# [Task instructions]
In the text on vowel centralization below, which speakers consistently produced front [i]?

--- START OF Text block ---

Unlike the deviation from predictions just discussed for initial syllables, this does not fall out from any pattern of /y/ backing. Rather, the decrease in ΔF2 for third-syllable /i-y/ is due to centralization of /i/ to a vowel quality much closer to [ɨ] or [ə], as described in Kavitskaya (2010; 2013). To see this, compare the distributions for /i/ (red) in all three syllables in Figure 8. In the initial syllable, there is a single mode, with a median F2 value around 1.2z. In the second syllable, the median F2 value is similar, but also includes a number of data points with F2 between 0.8 and 0z, values notably absent from the leftmost panel of the figure. In the third syllable, the distribution is polymodal, with one mode around 1.7z, and two lesser modes around 0.6 and 0.4z. These additional modes reduce ΔF2 in the third syllable of Figure 7 by including a number of comparisons between [y] and [ɨ], which exhibit a smaller acoustic difference than [y] and [i]. Kavitskaya (2010; 2013) reports backing of historical *i to /ɨ/ in the Northern and Central dialects, but here we see phonetic backing in the Southern dialect. This backing differs from /y/-backing discussed above because it is less context-dependent, and more speaker-dependent. Table 1 reports these facts – Speakers 5 and 9 consistently produced front [i] while Speakers 6 and 7 variably produced [i] and [ɨ]. To reiterate, the centralization of /i/ in syllable three (and to a lesser degree, in syllable two) reduces ΔF2, which contributes to the decrease in ΔF2 reported in syllable three of Figure 7.

--- END OF Text block ---
--- START OF Extracted data ---

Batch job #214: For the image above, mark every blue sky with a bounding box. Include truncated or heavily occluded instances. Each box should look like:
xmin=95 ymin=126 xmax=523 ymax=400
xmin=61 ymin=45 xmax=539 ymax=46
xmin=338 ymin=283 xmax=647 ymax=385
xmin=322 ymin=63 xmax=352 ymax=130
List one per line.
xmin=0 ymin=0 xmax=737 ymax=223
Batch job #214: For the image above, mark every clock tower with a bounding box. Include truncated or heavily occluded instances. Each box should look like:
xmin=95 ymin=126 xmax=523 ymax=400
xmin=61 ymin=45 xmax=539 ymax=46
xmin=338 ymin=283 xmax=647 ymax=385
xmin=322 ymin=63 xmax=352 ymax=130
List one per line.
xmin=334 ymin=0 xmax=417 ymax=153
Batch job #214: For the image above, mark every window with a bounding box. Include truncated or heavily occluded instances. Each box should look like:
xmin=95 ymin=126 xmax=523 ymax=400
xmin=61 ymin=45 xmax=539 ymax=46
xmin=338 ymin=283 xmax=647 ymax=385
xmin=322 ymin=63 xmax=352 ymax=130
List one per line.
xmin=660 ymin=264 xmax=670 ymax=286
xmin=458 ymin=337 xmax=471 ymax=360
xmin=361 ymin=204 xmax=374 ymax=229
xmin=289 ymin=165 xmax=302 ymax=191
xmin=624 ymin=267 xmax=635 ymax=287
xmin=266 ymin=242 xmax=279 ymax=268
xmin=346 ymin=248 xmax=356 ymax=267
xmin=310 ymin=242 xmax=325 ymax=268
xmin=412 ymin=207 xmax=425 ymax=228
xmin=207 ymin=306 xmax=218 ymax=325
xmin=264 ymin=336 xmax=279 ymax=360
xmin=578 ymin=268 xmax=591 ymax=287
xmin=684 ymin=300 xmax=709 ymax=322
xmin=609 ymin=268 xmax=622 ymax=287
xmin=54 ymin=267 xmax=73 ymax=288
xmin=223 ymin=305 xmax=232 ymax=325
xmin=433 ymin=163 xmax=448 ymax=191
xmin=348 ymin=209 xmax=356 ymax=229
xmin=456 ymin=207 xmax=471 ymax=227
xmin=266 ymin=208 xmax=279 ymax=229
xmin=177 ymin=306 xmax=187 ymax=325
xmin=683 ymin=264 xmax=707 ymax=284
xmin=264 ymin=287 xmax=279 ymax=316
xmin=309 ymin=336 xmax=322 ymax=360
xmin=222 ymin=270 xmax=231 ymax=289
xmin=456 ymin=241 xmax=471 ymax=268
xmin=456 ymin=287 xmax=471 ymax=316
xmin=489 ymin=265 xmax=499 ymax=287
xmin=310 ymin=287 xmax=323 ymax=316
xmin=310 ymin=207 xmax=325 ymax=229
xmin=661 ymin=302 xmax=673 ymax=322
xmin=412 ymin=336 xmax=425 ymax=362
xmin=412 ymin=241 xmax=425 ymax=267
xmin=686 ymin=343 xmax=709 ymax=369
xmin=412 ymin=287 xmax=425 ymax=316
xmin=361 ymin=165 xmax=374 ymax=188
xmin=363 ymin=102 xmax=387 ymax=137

--- END OF Extracted data ---

# [Solution]
Speakers 5 and 9